GIVEN INFORMATION Block Start

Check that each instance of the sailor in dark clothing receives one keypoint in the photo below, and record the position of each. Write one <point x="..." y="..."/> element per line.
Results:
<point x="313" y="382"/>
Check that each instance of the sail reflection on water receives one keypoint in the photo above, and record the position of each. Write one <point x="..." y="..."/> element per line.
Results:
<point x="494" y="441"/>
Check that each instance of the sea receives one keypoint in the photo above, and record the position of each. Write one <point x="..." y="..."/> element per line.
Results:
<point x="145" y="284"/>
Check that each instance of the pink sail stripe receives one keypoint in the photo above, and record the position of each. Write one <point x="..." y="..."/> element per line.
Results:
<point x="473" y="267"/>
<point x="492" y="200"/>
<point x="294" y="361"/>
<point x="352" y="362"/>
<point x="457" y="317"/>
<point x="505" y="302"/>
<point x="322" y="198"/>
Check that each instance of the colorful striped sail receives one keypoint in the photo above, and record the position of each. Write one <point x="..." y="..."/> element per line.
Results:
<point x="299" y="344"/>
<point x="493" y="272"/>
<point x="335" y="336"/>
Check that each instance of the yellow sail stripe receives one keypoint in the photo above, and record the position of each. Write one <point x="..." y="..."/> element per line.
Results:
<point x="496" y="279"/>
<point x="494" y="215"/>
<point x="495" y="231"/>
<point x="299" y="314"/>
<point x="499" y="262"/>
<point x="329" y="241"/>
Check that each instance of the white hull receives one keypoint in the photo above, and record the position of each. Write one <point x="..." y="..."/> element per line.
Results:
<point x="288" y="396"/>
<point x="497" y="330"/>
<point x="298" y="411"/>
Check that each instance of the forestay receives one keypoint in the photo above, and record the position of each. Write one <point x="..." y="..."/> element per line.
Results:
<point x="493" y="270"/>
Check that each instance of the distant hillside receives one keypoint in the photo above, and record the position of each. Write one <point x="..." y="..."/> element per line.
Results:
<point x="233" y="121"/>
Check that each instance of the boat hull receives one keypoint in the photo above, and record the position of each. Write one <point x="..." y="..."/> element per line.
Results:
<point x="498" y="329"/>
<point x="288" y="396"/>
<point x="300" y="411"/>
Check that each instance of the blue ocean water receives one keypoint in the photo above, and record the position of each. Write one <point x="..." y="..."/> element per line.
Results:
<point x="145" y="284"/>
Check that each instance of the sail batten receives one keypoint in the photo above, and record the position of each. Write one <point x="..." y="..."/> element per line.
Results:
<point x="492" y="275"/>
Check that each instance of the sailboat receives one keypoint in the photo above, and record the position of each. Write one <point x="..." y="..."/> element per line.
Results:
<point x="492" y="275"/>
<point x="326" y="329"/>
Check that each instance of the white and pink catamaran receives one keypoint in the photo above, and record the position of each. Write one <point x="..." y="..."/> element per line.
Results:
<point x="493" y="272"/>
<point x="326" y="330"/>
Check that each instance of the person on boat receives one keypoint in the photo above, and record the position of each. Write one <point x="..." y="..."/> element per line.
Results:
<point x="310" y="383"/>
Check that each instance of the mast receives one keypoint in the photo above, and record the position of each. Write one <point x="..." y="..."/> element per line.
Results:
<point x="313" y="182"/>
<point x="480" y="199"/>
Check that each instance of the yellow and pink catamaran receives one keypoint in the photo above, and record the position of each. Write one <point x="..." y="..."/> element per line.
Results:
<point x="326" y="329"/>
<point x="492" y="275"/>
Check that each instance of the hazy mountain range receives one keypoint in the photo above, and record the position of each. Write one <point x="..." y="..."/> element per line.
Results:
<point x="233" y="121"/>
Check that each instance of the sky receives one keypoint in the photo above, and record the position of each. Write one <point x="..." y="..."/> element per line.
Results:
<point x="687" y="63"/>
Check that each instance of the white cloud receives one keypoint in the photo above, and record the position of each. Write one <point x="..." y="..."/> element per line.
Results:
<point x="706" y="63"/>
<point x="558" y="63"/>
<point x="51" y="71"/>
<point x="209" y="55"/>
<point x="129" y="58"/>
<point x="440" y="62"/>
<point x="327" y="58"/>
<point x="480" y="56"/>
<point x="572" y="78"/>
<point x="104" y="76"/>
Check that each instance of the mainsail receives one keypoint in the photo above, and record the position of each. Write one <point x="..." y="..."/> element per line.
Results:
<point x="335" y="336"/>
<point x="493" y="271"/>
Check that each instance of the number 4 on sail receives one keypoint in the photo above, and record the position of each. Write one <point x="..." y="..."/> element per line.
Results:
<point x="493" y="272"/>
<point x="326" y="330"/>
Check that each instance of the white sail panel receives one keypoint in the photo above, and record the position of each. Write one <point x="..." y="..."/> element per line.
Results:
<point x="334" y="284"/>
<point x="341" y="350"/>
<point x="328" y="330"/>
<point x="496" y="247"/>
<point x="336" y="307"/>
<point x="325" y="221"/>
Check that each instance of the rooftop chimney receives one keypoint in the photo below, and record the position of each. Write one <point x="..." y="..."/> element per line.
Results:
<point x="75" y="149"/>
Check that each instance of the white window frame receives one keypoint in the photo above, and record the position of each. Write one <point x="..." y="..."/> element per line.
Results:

GIVEN INFORMATION Block End

• [EXERCISE GOAL] A reply that repeats all the data exactly is required.

• [EXERCISE RESPONSE]
Check that each instance of the sailor in dark clothing receives one keypoint in the photo below, and record the position of each. Write one <point x="..." y="..."/> element per line.
Results:
<point x="313" y="382"/>
Check that each instance of the sail reflection on water receives one keypoint in the photo above, and record the position of each. Write one <point x="..." y="..."/> element per line.
Results:
<point x="494" y="441"/>
Check that each instance of the sea receives one keypoint in the photo above, and record the position of each. Write one <point x="..." y="..."/> element per line.
Results:
<point x="145" y="284"/>
Check that each instance of the pink sail stripe receives one keypoint in the photo above, and record the position of each. Write one <point x="..." y="..."/> element per line.
Results:
<point x="473" y="267"/>
<point x="492" y="200"/>
<point x="294" y="361"/>
<point x="352" y="362"/>
<point x="457" y="317"/>
<point x="505" y="302"/>
<point x="322" y="198"/>
Check that each instance of the colorful striped sail receives one keypoint in the photo above, and record the position of each. Write one <point x="..." y="..."/> element per line.
Results:
<point x="299" y="344"/>
<point x="493" y="272"/>
<point x="335" y="336"/>
Check that each instance of the yellow sail stripe receives one keypoint in the photo above, and record the position of each. Write one <point x="..." y="..."/> element per line.
Results:
<point x="496" y="279"/>
<point x="494" y="215"/>
<point x="495" y="231"/>
<point x="299" y="314"/>
<point x="499" y="262"/>
<point x="329" y="241"/>
Check that each instance of the white hull receives one keypoint in the photo above, and record the position of each. Write one <point x="..." y="..."/> element per line.
Results:
<point x="288" y="396"/>
<point x="497" y="330"/>
<point x="298" y="411"/>
Check that each instance of the forestay receives one keypoint in the photo above, and record the position of each. Write one <point x="..." y="..."/> element per line.
Results:
<point x="493" y="270"/>
Check that each instance of the distant hillside receives one keypoint in the photo above, and record the position of each. Write one <point x="..." y="..."/> element per line.
Results:
<point x="233" y="121"/>
Check that each instance of the boat hull receives one keypoint in the photo above, and record the position of each. Write one <point x="..." y="..."/> element per line.
Results:
<point x="498" y="329"/>
<point x="288" y="396"/>
<point x="300" y="411"/>
Check that each instance of the blue ocean water receives one keypoint in the photo above, and record the position of each. Write one <point x="..." y="..."/> element per line.
Results:
<point x="145" y="284"/>
Check that each instance of the sail batten receives one keypoint in the photo above, and record the position of each. Write one <point x="..." y="..."/> element per line.
Results:
<point x="492" y="275"/>
Check that each instance of the sailboat receives one keypoint in the photo above, and record the position of each. Write one <point x="..." y="..."/> element per line.
Results:
<point x="492" y="275"/>
<point x="326" y="329"/>
Check that each instance of the white and pink catamaran receives one keypoint in the photo above, and record the position of each. Write one <point x="..." y="..."/> element per line.
Results:
<point x="493" y="272"/>
<point x="326" y="330"/>
Check that each instance of the person on boat receives one keypoint in the photo above, and record the position of each. Write one <point x="..." y="..."/> element per line.
Results:
<point x="310" y="383"/>
Check that each instance of the mast receives one keypoint in the photo above, and record the position of each. Write one <point x="..." y="..."/> element per line.
Results:
<point x="313" y="182"/>
<point x="480" y="199"/>
Check that each instance of the yellow and pink catamaran receives one keypoint in the photo above, and record the position of each. Write one <point x="..." y="..."/> element per line.
Results:
<point x="326" y="329"/>
<point x="492" y="275"/>
Check that each instance of the hazy mountain range receives one keypoint in the photo above, and record the position of each. Write one <point x="..." y="..."/> element per line.
Results:
<point x="233" y="121"/>
Check that each instance of the sky receives one keypoint in the photo above, and record the position of each. Write one <point x="..." y="..."/> element per line.
Results:
<point x="687" y="63"/>
Check that each instance of the white cloud receives one keypoint in the photo above, and record the position of each. Write one <point x="..." y="..."/> element per line.
Results:
<point x="706" y="63"/>
<point x="558" y="63"/>
<point x="51" y="71"/>
<point x="209" y="55"/>
<point x="129" y="58"/>
<point x="440" y="62"/>
<point x="327" y="58"/>
<point x="480" y="56"/>
<point x="572" y="78"/>
<point x="104" y="76"/>
Check that each instance of the mainsail receives one keypoint in the photo above, and record the position of each. Write one <point x="..." y="..."/> element per line.
Results:
<point x="335" y="336"/>
<point x="493" y="271"/>
Check that each instance of the number 4 on sail receives one keypoint in the photo above, and record the position of each. Write one <point x="..." y="..."/> element per line.
Results:
<point x="493" y="272"/>
<point x="326" y="330"/>
Check that each instance of the white sail panel receives one keypoint in the photo above, and record the position of each. Write one <point x="..." y="..."/> element per line.
Results:
<point x="334" y="284"/>
<point x="341" y="350"/>
<point x="328" y="330"/>
<point x="496" y="247"/>
<point x="336" y="307"/>
<point x="325" y="221"/>
Check that each instance of the rooftop chimney receives one keypoint in the photo below, and record the position of each. Write one <point x="..." y="..."/> element per line.
Results:
<point x="75" y="149"/>
Check that each instance of the white window frame receives one keypoint in the photo above, and record the position of each. Write one <point x="..." y="..."/> element per line.
Results:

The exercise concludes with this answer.